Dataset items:
● ● ● ● ● ● ●

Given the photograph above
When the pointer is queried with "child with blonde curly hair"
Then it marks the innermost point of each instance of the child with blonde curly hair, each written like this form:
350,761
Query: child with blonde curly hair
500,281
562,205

● ● ● ● ● ● ●

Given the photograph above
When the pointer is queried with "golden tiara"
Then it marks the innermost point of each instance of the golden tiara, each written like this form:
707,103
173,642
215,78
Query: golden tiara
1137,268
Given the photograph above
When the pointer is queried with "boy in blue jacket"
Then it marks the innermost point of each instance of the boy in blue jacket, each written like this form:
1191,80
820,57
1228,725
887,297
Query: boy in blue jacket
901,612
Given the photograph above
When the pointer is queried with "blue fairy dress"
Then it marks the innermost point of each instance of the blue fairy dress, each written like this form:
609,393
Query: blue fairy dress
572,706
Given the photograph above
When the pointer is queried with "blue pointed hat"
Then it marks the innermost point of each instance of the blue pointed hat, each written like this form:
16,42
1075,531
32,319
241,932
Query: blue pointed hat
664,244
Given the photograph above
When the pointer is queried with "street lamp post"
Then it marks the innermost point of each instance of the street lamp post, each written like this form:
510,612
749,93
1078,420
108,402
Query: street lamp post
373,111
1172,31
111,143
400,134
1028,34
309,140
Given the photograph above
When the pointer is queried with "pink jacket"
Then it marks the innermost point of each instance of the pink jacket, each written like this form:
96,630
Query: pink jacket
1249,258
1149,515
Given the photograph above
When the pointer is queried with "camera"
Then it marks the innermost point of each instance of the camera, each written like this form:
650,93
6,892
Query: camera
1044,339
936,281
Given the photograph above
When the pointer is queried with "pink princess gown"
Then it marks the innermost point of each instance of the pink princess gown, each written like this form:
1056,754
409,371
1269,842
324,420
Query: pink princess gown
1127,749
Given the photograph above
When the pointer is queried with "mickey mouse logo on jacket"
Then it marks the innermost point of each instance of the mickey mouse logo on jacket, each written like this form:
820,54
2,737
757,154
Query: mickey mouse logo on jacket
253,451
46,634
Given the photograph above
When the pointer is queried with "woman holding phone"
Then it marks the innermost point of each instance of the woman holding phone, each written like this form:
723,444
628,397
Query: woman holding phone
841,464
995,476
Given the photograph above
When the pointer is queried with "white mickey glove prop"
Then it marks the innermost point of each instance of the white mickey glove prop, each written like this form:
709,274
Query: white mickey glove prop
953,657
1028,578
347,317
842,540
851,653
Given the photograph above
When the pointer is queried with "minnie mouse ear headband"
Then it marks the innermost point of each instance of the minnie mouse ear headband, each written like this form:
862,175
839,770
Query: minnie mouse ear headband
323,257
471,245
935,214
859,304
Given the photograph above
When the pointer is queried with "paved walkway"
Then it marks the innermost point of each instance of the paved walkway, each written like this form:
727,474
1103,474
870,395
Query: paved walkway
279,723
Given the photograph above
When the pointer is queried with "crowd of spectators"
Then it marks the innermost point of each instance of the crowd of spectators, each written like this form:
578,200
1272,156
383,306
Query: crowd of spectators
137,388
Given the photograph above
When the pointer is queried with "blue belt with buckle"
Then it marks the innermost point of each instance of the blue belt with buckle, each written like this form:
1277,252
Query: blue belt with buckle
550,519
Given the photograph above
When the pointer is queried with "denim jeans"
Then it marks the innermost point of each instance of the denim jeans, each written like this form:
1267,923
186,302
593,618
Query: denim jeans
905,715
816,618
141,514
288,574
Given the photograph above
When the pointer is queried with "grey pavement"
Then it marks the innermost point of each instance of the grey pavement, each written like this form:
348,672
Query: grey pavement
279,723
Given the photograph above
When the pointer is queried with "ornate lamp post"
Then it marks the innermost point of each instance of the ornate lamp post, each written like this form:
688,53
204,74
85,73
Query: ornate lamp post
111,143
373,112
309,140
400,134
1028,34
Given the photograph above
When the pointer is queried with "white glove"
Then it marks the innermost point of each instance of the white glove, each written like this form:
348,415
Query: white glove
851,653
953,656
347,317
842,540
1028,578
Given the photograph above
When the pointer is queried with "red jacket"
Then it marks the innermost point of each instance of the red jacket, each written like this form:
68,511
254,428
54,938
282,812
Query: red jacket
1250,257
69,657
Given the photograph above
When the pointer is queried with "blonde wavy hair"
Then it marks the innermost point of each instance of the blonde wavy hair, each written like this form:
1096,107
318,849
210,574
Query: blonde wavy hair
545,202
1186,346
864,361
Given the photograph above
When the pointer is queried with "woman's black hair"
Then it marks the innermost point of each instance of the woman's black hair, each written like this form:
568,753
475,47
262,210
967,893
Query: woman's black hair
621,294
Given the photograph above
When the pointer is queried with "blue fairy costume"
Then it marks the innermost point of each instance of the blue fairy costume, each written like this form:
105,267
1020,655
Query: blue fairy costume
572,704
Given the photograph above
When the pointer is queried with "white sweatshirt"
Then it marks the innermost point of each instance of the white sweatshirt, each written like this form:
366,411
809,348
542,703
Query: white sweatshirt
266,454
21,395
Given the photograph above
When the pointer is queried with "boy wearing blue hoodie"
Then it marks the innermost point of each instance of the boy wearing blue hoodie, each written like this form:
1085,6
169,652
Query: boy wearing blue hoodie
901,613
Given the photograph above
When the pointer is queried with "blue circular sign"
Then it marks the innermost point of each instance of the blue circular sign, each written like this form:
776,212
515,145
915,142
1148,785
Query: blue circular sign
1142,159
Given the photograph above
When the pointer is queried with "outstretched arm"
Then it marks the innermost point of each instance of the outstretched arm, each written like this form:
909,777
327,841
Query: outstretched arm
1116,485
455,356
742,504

● ● ● ● ● ● ●

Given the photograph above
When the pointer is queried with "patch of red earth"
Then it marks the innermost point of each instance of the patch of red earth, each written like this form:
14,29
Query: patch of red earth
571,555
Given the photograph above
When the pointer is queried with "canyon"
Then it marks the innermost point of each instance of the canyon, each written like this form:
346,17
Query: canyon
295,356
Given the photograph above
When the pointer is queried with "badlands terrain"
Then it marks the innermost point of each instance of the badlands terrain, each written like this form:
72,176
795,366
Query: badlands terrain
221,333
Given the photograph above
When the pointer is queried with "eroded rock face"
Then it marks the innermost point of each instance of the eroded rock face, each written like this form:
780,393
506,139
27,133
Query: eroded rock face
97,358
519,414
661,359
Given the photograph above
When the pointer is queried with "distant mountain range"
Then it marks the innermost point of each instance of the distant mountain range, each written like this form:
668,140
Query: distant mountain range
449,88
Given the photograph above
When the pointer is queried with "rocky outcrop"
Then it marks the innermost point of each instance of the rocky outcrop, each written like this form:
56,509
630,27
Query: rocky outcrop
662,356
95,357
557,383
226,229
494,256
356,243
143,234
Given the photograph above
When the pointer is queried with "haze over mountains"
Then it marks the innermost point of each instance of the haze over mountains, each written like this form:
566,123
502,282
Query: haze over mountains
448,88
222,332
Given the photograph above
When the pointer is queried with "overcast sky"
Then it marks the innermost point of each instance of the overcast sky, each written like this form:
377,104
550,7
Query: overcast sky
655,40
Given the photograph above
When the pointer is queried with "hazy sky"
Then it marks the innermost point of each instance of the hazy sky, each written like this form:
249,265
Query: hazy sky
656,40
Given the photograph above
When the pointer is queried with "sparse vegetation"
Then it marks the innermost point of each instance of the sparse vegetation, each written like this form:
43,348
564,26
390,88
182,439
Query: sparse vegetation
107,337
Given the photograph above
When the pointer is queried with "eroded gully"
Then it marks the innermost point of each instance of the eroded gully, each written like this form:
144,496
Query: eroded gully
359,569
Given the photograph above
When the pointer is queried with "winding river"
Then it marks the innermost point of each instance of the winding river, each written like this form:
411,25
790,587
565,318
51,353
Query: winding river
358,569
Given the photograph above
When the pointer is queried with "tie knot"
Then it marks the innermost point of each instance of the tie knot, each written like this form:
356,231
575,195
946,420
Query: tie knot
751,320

● ● ● ● ● ● ●

- Task to complete: Count the lines of the material above that contain the string "badlands". Reply with the number alone.

- Solution below: 3